▶ [Excerpt provided]
◇ ◇ ◇ ◇
Here are four more - look - no sails!
Bob


----------



## Ian (Mar 27, 2004)

Bob

Don't suppose you have a photo of one of my old ships that you made a model of some years ago? I refer of course to the old samboat "Samloyal", later to become South American Saint Line's "St Helena"? I know we share a common interest in the name!


----------



## K urgess (Aug 14, 2006)

Trouble is your models always fill me with envy, Bob.
I keep thinking I must have a go at that but I have a list of things as long as your arm of thing I "must have a go at".
Retirement is no holiday. [=P]
You can understand why today's generation don't want to carry on the craft when there are "easier" ways of earning money.
I have been heartened to see the number of young faces interested in stone masonry during various programs about our cathedrals etc. It seems that craft may survive.

Cheers
Kris


----------



## Shipbuilder (Jun 30, 2005)

Thanks for replies. I am now on the brink of "retirement" myself, having less than 6 months to go to 65. Tax allowances leapt up this morning as it apparently counts during the 65th year & don't have to actually wait for birthday. 

ST. HELENA - No sooner said than done - here you are. This was one of my great successes. I only had a little time for the sales deadline, so chose a Liberty for ease of build. It took 39 hours & went for £998 at Christie's, London in 2001.

Bob


----------



## K urgess (Aug 14, 2006)

Nice return on that last one, Bob.
Don't ever try to sell them in East Yorkshire though. 
That sort of price is usually reserved for museum quality builder's models of trawlers.


----------



## RGascoyne (Jul 29, 2006)

Bob:
As always, you models are magnificent and one of these days when the markets recovery and I can retire, I must try to emulate at least a portion of your skills. Best wishes from a past shipmate.......RG


----------



## Ian (Mar 27, 2004)
◇ ◇ ◇ ◇
▶ [Your task]
Pick up the ship model thread where it ends and write what comes next. The data that comes next has no connection to the ship model thread.

Recorded data
◇ ◇ ◇ ◇
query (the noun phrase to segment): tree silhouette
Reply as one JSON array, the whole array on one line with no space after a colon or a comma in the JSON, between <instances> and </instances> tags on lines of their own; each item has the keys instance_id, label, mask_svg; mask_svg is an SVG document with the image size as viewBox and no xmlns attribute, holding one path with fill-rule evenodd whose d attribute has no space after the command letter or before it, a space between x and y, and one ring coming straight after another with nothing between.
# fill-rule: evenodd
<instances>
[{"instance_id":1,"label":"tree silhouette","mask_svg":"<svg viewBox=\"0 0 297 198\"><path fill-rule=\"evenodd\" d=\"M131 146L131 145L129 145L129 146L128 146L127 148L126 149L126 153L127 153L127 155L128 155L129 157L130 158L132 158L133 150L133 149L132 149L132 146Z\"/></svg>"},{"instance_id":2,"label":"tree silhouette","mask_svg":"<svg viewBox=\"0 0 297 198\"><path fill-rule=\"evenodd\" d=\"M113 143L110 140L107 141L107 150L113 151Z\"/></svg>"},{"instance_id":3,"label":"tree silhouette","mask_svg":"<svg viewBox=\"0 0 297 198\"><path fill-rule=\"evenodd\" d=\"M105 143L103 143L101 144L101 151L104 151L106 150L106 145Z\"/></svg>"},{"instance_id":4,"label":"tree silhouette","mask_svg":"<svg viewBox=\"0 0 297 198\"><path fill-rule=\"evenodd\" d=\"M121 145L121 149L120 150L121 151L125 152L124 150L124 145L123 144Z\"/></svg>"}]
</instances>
◇ ◇ ◇ ◇
▶ [Answer to the problem]
Shipbuilder said:


> ST. HELENA - No sooner said than done - here you are. This was one of my great successes. I only had a little time for the sales deadline, so chose a Liberty for ease of build. It took 39 hours & went for £998 at Christie's, London in 2001.
> 
> Bob


Thanks Bob, much appreciated. Worth every penny, just wish I had it!!


----------



## jerome morris (May 27, 2008)

Bob, Your plight is the same on this side of the pond. Young kid's have no interest in history, especially maritime history.
I've been building models for the past 40 years, and I'm 46.
It breaks my heart when a customer comes in with there kid(s) in tow.
They give a quick look and Ho Hum...can we go now kind of look. 
They will probably text message there friends about this guy that plays with little boats! Sad Sad Sad!


----------



## Shipbuilder (Jun 30, 2005)

Thanks for further replies. I suppose it is the computer that has caused all this & goodness knows where it will end up. I can't imagine not making anything, doesn't really matter what it is. Yesterday I was building a radio, day before that repairing roof slates. I see of the last lot above that I posted, the tanker LOUISIANA has most views. Tankers are not very popular & don't normally go well, but I like to build them occasionally as the pipework makes a change from deck fittings on cargo ships. Other tankers I have built include BRITISH ENDURANCE, SAN ALBERTO, BOSUN BIRD (Ex ESSO DOVER) & GULFBIRD.
Bob


----------



## Shipbuilder (Jun 30, 2005)

This post has been very interesting to me as I look at the number of views of each model. I see that the ASAMA MARU seems to be the least popular, but of all the ones above, this one is the only one that topped the £1,000 mark at Christie's. I was delighted of course, but I was a bit dismayed to see the model re-appear some time later on an American gallery website valued in excess of $5,000! Such is life!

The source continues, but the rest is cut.